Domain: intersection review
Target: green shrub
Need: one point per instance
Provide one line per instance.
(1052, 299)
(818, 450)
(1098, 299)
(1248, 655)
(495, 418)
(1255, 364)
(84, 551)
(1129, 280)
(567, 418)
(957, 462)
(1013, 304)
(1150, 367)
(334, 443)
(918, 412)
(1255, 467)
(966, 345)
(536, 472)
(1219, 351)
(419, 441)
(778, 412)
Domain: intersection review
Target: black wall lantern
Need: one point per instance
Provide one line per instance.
============================================================
WHAT NEEDS TO BE DONE: Please swap "intersection review" for "street survey" everywhere in the items above and write them out again with nothing else changed.

ANSWER TO THE TASK:
Domain: street survey
Target: green shrub
Need: one point per instance
Provide one line per instance.
(1052, 299)
(818, 450)
(1098, 299)
(1248, 655)
(495, 418)
(1255, 364)
(84, 551)
(1129, 280)
(567, 418)
(957, 462)
(1013, 304)
(1150, 367)
(334, 443)
(918, 412)
(1255, 467)
(966, 345)
(536, 472)
(1219, 351)
(419, 441)
(778, 412)
Domain: street survey
Target: black wall lantern
Need: one point per instance
Provide one line per instance.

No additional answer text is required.